Excerpts of bounding box data:
☆ ☆ ☆ ☆ ☆ ☆ ☆
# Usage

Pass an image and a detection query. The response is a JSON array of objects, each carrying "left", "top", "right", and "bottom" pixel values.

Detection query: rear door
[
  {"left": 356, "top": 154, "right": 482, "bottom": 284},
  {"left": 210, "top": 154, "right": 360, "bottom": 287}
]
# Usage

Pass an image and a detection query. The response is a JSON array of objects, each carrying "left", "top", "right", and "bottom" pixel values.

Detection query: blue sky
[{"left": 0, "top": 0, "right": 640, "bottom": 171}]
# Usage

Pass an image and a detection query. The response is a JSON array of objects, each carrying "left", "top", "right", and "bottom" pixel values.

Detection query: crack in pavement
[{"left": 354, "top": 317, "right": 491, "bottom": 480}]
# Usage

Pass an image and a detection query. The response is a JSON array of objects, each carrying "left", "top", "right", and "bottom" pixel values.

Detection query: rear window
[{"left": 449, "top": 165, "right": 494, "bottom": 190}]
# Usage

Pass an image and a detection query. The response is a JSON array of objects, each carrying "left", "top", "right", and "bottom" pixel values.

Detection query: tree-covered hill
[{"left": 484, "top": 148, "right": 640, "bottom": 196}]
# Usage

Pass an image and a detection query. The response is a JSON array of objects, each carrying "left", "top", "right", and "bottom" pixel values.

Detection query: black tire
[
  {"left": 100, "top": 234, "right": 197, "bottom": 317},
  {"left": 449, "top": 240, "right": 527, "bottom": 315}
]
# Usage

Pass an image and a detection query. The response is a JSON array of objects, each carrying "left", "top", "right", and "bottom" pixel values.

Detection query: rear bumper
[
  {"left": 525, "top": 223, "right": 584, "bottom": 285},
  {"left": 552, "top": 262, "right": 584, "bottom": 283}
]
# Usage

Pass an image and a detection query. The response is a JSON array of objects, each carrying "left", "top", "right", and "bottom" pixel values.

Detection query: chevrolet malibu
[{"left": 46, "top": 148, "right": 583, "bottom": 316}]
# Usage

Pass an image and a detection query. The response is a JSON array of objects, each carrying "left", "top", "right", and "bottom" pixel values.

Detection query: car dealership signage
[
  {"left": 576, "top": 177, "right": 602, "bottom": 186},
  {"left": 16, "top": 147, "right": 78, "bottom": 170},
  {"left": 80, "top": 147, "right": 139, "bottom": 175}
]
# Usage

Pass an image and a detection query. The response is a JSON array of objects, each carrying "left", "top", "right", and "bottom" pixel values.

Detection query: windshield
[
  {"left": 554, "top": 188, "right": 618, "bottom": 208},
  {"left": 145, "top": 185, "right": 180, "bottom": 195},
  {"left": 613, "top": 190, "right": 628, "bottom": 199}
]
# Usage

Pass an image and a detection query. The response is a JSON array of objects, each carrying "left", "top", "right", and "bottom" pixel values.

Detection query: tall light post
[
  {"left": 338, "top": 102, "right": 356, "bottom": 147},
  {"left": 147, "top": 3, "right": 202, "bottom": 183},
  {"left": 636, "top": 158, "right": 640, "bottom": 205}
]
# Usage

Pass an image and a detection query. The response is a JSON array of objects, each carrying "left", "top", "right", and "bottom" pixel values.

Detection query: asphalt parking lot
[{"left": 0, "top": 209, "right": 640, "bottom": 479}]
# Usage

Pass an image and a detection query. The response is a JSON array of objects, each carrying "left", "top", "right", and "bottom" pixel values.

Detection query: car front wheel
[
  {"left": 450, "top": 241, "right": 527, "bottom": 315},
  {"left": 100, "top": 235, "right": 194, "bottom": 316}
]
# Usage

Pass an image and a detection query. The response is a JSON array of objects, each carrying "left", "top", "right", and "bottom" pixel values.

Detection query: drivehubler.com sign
☆ ☆ ☆ ☆ ☆ ☆ ☆
■ **EXERCISE DESCRIPTION**:
Pull out each line of the data above that contains the string "rear". The match is case-sensitive.

■ **SOLVED PROBLEM**:
Detection query: rear door
Detection query: rear window
Detection query: rear bumper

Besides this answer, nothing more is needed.